**Work request:** Copy out the data exactly, leaving the pictures behind.
· · · · ·
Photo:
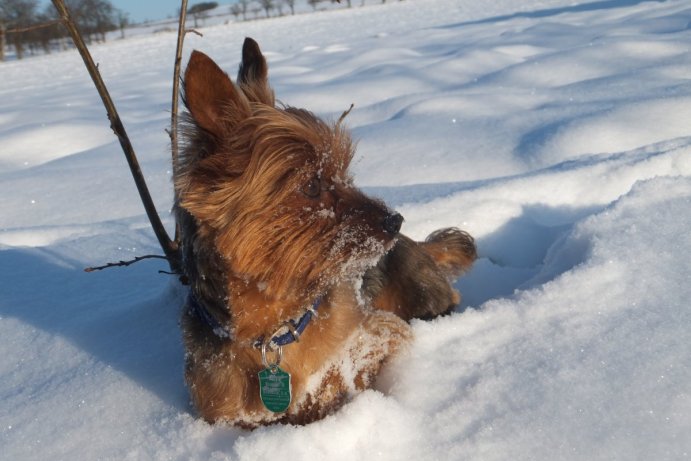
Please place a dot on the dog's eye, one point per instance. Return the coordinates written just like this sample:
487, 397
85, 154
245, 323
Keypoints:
313, 188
· · · · ·
**Solution for this task:**
Photo:
Please place a dot on the dog's eye, one point per instance. Return the coordinates written just like this sample:
487, 397
85, 154
245, 323
Keypoints:
313, 188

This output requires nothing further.